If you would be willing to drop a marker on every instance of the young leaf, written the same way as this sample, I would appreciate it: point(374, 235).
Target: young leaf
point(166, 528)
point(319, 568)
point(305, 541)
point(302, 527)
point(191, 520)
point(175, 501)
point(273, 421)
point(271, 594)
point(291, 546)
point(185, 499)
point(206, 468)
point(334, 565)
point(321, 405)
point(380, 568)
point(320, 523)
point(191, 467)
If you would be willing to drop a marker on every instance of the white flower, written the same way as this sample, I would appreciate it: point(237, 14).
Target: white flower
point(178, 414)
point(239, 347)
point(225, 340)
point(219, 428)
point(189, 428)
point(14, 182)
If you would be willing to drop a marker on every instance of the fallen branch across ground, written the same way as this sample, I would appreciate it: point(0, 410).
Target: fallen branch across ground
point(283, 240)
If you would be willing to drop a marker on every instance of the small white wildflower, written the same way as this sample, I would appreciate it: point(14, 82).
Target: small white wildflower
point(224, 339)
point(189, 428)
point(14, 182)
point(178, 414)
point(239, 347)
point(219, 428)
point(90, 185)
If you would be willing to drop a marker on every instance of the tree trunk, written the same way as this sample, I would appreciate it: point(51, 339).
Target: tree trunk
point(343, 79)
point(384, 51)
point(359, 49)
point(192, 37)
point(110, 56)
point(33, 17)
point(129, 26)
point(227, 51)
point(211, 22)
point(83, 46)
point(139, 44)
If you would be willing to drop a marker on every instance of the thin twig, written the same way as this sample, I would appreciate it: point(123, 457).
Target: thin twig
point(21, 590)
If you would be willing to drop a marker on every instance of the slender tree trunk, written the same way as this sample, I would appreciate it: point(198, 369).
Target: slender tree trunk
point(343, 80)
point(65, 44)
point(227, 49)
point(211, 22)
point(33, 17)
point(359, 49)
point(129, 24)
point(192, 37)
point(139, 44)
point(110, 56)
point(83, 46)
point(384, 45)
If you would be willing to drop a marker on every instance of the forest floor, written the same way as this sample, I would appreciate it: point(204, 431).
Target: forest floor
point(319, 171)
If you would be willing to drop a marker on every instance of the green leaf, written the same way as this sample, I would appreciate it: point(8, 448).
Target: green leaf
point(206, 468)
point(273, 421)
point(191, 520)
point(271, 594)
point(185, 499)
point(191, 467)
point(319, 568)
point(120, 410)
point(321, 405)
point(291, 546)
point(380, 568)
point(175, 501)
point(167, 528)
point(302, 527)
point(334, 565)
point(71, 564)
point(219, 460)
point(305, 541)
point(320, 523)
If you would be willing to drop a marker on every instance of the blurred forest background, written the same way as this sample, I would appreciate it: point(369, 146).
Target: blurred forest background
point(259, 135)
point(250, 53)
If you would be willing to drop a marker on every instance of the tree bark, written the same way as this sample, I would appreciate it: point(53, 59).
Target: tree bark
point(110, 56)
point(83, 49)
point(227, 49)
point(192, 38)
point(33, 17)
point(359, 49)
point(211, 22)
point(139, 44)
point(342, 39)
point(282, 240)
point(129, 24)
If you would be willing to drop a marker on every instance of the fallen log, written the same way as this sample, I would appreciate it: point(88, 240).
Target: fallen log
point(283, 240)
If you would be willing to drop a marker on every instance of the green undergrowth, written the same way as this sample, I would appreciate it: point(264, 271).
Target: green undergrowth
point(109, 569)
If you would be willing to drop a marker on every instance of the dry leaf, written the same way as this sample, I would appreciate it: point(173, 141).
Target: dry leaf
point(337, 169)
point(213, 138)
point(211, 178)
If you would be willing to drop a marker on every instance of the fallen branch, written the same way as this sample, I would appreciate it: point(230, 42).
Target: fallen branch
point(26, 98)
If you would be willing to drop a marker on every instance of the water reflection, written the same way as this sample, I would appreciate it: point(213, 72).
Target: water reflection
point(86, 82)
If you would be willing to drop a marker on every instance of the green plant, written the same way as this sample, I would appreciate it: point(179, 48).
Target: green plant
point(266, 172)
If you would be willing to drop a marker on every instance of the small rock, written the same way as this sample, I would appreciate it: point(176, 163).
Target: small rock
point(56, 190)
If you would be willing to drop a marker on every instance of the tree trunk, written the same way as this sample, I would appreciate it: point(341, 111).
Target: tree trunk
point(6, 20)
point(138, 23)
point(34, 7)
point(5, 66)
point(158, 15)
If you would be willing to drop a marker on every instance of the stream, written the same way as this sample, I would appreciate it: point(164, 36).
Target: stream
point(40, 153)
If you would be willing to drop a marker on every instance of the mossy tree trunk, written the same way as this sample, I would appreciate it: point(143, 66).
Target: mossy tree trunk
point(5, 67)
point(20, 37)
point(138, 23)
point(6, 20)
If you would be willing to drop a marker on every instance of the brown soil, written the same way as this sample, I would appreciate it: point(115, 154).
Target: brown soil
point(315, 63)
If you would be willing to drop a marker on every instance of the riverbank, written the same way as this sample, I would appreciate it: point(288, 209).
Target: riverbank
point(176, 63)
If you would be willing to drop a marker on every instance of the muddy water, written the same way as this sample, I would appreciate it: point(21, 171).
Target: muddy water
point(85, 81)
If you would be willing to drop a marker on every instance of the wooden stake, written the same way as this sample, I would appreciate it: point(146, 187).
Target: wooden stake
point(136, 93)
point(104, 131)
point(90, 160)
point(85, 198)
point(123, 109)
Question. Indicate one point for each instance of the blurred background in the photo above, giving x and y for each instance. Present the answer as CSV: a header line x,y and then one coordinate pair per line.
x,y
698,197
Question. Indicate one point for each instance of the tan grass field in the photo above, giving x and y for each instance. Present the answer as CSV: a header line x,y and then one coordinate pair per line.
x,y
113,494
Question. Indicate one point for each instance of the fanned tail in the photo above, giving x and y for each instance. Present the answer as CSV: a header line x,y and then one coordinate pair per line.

++++++

TASK TO COMPLETE | Taking the entries above, write out exactly each line from the one holding "Target: mossy tree trunk" to the one holding "it: point(115, 154).", both included, and stop there.

SOLVED PROBLEM |
Target: mossy tree trunk
point(5, 67)
point(20, 37)
point(138, 23)
point(6, 20)
If you would be willing to drop a marker on every instance of the brown soil, written the same way as this sample, I would appreciate it: point(115, 154).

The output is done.